◆ Aufgabe ◆
Schreibe den Ausgangstext vollständig und ohne jede Änderung ab.

◆ Ausgangstext ◆
———
Ich wäre sehr dankbar, wenn mir jemand helfen könnte!

Danke und Grüße
Rudi


----------



## Saheeda (31. Mai 2015)

Kreis, Rechteck etc. sind zwar deklariert, aber nicht initialisiert. Im Aufgaben-Konstruktor sollte überall r = new Rechteck() etc. stehen.


----------



## Rudi_123 (31. Mai 2015)

Danke!
Was mache ich aber, wenn ich noch nicht alle Werte habe? In dem Fall zB müsste ich für das Rechteck den Konstruktor new Rechteck(Punkt,b,l) verwenden, aber ich habe ja weder den Punkt, noch Breite noch Länge. Wenn ich diese Werte nun allerdings mit =1 initialisiere krieg ich zwar diese Exeption nicht mehr, aber die errechneten Ergebnisse sind schlichtweg falsch..


----------



## stg (31. Mai 2015)
———
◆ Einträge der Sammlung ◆
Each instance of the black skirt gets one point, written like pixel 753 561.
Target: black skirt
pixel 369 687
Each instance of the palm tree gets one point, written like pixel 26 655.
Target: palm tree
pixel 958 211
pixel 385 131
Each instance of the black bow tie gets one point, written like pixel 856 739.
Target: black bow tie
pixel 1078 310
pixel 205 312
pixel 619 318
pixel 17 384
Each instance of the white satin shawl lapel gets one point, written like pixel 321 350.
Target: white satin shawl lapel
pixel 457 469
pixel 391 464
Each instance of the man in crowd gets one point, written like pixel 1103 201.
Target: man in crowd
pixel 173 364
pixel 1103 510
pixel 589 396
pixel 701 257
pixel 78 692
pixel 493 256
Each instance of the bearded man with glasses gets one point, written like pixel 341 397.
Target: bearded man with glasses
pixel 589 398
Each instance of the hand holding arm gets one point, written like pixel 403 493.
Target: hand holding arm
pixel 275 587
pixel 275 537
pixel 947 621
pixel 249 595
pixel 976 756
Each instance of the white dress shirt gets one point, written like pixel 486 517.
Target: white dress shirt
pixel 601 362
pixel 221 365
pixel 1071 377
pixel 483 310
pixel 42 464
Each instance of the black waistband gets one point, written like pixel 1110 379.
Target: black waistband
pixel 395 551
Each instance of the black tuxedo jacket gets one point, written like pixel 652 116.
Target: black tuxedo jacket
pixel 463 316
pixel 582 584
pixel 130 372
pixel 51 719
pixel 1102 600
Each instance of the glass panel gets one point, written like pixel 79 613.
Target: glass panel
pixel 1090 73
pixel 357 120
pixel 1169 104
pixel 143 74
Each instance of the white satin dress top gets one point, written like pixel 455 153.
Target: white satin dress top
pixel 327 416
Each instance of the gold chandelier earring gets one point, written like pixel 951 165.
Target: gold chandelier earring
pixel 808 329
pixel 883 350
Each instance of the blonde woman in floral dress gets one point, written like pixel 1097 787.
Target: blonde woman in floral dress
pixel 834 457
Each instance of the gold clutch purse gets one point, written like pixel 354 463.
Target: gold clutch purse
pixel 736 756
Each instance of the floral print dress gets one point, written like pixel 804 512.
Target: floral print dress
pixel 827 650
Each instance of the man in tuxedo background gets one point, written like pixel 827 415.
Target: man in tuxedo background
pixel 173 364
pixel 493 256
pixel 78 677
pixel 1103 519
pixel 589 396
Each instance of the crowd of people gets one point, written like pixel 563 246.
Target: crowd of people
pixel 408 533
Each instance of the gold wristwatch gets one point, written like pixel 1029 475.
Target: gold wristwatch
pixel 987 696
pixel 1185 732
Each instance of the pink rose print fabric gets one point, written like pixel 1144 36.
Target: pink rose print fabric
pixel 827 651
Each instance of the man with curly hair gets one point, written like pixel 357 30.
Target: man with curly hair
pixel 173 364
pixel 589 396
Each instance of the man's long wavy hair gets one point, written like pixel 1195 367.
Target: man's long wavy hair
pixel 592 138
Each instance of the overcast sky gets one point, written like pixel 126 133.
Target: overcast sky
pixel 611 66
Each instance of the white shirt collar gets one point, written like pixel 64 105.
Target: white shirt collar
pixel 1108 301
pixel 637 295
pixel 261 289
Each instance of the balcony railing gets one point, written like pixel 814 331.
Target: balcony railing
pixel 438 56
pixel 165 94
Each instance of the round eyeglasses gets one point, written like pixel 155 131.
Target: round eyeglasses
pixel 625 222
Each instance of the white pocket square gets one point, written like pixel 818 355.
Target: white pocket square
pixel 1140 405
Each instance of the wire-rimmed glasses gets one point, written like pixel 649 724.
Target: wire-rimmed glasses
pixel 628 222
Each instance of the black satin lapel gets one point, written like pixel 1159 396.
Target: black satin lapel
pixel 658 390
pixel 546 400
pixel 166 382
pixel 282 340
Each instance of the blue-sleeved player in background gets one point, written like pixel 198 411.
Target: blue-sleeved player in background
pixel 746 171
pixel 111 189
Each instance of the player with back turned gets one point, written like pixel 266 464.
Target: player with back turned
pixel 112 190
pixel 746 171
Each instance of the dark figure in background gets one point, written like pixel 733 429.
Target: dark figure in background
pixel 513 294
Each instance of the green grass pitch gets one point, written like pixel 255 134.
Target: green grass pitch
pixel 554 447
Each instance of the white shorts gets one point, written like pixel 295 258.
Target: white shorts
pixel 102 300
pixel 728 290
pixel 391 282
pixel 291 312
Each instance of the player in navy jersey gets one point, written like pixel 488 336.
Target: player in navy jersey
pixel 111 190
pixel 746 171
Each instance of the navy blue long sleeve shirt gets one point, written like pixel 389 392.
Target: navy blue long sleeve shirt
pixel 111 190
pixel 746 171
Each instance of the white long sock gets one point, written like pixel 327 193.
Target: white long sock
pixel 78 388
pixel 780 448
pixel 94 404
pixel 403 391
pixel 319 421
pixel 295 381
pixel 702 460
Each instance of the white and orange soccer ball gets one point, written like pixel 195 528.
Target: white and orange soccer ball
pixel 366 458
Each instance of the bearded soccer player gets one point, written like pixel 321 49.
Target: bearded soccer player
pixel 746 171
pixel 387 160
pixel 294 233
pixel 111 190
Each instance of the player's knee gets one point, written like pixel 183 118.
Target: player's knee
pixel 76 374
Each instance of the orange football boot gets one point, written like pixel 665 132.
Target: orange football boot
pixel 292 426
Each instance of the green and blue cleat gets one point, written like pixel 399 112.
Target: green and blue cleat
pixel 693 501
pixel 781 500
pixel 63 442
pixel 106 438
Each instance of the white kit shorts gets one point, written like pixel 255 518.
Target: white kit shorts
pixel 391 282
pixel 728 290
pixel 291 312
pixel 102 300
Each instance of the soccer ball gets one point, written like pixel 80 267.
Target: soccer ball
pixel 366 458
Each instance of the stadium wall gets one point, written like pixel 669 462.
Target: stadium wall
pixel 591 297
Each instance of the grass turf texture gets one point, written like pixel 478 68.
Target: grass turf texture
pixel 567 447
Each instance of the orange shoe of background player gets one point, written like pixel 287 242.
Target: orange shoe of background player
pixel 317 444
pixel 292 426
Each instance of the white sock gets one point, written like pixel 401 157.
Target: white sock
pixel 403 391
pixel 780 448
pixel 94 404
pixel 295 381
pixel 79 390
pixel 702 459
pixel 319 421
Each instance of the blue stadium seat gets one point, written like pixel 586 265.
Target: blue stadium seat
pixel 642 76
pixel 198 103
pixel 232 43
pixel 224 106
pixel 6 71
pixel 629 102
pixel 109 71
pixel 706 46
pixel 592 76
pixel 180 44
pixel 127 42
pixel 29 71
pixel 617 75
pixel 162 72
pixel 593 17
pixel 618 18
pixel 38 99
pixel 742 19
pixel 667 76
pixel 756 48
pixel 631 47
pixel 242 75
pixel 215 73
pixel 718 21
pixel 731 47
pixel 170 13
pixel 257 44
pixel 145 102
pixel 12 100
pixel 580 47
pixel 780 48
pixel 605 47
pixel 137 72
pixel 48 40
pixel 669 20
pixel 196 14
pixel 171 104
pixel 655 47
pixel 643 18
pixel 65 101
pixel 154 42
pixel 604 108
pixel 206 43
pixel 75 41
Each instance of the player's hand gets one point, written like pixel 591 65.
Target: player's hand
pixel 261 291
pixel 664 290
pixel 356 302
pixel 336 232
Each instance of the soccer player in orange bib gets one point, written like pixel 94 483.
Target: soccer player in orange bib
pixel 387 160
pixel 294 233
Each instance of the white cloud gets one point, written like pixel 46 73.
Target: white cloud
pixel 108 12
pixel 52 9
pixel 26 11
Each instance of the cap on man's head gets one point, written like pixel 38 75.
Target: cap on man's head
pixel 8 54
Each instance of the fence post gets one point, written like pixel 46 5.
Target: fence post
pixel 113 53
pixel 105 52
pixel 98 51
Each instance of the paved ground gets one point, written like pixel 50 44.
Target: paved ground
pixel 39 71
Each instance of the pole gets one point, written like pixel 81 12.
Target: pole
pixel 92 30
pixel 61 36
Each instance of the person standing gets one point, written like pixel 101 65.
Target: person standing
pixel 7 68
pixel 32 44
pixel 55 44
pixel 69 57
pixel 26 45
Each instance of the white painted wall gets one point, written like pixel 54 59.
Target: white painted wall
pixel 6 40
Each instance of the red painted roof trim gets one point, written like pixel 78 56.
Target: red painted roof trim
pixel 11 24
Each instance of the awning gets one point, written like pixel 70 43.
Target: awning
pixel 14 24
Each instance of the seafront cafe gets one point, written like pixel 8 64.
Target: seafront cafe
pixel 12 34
———
◆ Erwartete Antwort ◆
Ich wäre sehr dankbar, wenn mir jemand helfen könnte!

Danke und Grüße
Rudi


----------



## Saheeda (31. Mai 2015)

Kreis, Rechteck etc. sind zwar deklariert, aber nicht initialisiert. Im Aufgaben-Konstruktor sollte überall r = new Rechteck() etc. stehen.


----------



## Rudi_123 (31. Mai 2015)

Danke!
Was mache ich aber, wenn ich noch nicht alle Werte habe? In dem Fall zB müsste ich für das Rechteck den Konstruktor new Rechteck(Punkt,b,l) verwenden, aber ich habe ja weder den Punkt, noch Breite noch Länge. Wenn ich diese Werte nun allerdings mit =1 initialisiere krieg ich zwar diese Exeption nicht mehr, aber die errechneten Ergebnisse sind schlichtweg falsch..


----------



## stg (31. Mai 2015)